PROVIDED PASSAGE >>
Speed is the name of the game with Donald. His explosive first step makes him difficult to handle. He plays into the blocker so quickly that he makes it hard to get hands on him. He had some snaps in the game last season against the Cowboys where he was able to knock Zack Martin off balance due to this quickness.

Donald is short in height and he’s able to use that to his advantage. He’s one of the best leverage players in the league and when he gets under a blocker, he generally wins. He is always looking to win off the edge. He wants to get his arm over the blocker on the first step, then redirect to the ball.

One of his most impressive traits is that he doesn’t lose sight of the ball, which you’d think would be a problem for him -- but that’s not the case at all. When he sees it, he’s gone. He is explosive when it comes to finishing the play, so he can really close some ground from the backside when running.

The key for these Dallas blockers in stopping Donald is the ability to maintain contact with him. He is most dangerous when he plays on the move. So if you take away his movement and make him have to fight blocks, you can frustrate him. He wants to win on that first step, so if you can take that away from him you have a better chance to block him.

Weapon: RB Todd Gurley

If there is a running back that is similar to Ezekiel Elliott, it is Todd Gurley. As much I loved Elliott coming out of the draft, I had the same feelings for Gurley. Both are complete backs and that’s the first trait I look for when evaluating the position.

The best thing that could have ever happened to Gurley’s career was the hiring of Sean McVay. Gurley now has a coach that understands how to use him to maximize his talents. Gurley can beat you in so many different ways, and McVay makes sure that’s the case.

The Rams have size across their offensive line, but they don’t block like the Colts. They tend to be push/shove blockers, which allows Gurley to patiently pick and choose where he wants to attack the hole.

He reminds me of another Rams running back named Eric Dickerson in his running style. He takes the ball, glides for a step or two -- then explodes through the hole as tacklers bounce off him. Gurley shows tremendous lower body power and strength. Like Elliott, he tends to finish forward. There are not too many snaps where he gets knocked back or held to a negative gain.

REQUIRED ACTION A >> Decide whether each statement below agrees with the scouting piece on Donald and Gurley: (i) Donald is described as tall; (ii) the writer felt the same way about Gurley as about Elliott coming out of the draft; (iii) the Rams block like the Colts. Answer yes or no for each and quote the deciding words of the piece.
REQUIRED ACTION B >> In the scouting piece on Donald and Gurley, take everything from "Donald is short" down to "backside when running." and swap "blocker" for "lineman".
REQUIRED ACTION C >> Proceed with the scouting piece on Donald and Gurley from where it stops.

DATA EXCERPTS >>

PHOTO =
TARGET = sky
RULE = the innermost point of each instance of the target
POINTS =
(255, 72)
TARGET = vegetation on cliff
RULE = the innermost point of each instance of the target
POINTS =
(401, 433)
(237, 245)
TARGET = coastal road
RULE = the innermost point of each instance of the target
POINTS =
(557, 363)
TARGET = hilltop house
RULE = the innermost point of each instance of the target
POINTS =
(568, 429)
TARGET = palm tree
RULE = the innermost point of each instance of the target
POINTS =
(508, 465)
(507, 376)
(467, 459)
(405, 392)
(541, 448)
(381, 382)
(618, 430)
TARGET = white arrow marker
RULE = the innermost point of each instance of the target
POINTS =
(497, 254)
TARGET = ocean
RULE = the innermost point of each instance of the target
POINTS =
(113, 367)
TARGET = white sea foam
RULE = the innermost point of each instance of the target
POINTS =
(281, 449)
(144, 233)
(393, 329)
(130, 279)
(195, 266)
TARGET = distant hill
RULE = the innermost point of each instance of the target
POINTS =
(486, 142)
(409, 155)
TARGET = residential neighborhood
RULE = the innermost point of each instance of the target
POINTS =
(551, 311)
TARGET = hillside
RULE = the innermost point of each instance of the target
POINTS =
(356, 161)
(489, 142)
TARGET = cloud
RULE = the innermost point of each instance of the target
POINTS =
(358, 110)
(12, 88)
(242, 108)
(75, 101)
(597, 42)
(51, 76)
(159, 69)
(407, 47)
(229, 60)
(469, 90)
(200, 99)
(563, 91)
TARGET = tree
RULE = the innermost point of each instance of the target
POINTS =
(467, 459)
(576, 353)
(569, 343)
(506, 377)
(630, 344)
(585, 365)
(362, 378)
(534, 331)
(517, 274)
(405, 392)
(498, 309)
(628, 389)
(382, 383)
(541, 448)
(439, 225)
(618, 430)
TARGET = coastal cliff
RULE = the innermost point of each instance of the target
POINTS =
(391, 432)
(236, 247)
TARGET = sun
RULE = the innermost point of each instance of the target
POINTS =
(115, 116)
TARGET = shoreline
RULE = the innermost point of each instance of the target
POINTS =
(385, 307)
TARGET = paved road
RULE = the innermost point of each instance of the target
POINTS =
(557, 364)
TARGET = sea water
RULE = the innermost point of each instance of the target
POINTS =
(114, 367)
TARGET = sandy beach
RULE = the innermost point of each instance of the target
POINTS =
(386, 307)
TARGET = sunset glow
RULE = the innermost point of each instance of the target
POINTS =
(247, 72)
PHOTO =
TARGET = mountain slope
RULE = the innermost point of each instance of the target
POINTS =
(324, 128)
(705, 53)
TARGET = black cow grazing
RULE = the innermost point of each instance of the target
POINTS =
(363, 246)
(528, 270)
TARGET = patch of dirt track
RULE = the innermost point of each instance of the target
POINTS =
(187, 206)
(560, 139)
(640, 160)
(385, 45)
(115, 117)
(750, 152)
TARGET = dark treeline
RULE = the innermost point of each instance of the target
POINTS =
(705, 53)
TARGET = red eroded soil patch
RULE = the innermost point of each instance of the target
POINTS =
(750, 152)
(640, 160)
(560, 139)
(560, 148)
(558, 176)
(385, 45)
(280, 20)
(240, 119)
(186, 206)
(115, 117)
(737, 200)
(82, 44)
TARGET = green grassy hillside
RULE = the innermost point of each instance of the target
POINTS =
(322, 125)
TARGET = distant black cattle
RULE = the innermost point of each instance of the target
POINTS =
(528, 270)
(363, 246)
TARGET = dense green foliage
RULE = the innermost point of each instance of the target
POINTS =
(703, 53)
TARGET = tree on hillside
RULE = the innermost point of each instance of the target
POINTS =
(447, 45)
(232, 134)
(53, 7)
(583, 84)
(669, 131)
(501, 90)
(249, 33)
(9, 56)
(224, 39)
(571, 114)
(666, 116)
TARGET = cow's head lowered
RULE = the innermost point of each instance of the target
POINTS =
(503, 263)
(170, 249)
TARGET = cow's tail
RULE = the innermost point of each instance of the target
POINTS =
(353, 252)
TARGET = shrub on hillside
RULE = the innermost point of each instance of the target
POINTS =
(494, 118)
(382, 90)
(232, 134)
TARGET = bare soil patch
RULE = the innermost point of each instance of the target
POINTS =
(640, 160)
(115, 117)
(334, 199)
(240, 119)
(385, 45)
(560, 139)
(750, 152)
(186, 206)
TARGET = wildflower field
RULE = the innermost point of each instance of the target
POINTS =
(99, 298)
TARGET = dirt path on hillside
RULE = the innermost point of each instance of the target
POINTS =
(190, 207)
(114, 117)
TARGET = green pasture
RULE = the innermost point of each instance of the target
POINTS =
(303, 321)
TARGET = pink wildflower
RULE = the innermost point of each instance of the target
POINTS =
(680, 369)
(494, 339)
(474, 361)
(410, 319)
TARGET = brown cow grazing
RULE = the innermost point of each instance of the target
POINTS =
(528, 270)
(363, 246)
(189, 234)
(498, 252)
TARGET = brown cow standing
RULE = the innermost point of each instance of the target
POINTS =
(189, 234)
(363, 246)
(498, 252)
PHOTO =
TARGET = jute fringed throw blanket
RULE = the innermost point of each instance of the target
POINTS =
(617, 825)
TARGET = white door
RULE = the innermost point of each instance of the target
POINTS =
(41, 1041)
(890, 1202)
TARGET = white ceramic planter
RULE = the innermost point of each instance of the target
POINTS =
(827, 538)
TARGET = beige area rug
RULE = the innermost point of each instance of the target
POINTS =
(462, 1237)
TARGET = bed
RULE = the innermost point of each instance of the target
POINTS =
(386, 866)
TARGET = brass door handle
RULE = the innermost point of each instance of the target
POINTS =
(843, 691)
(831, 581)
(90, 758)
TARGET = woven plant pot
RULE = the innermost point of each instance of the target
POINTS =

ANSWER A >>
(i) No: "Donald is short in height and he’s able to use that to his advantage."
(ii) Yes: "As much I loved Elliott coming out of the draft, I had the same feelings for Gurley."
(iii) No: "The Rams have size across their offensive line, but they don’t block like the Colts."

ANSWER B >>
Donald is short in height and he’s able to use that to his advantage. He’s one of the best leverage players in the league and when he gets under a lineman, he generally wins. He is always looking to win off the edge. He wants to get his arm over the lineman on the first step, then redirect to the ball.

One of his most impressive traits is that he doesn’t lose sight of the ball, which you’d think would be a problem for him -- but that’s not the case at all. When he sees it, he’s gone. He is explosive when it comes to finishing the play, so he can really close some ground from the backside when running.

ANSWER C >>
Gurley is also a big part of the Rams’ passing game. Sean McVay creates opportunities for him to receive the ball. They call routes for him where they use other receivers and tight ends to pick for him and then drag him across the formation. He scored a touchdown against the Packers on a similar design. He made a catch against the Cowboys last year that broke the game open for the Rams. You have to be ready for him lining up all over the formation.

Under the Radar: TE Gerald Everett

Tyler Higbee is listed as the first tight end for the Rams, and he played well last season when these two clubs met. But the guy that worries me the most at the position is Gerald Everett.

Everett is a very good athlete. He shows impressive playing speed and foot quickness. He plays with a burst – just like he did at South Alabama. There is lateral quickness and separation in his routes. For a guy that’s a little lighter in the weight department, he will surprise you with his upper body strength. Everett will get into defender and snap his hips through the block in order to get movement. Most of his blocks come on the move.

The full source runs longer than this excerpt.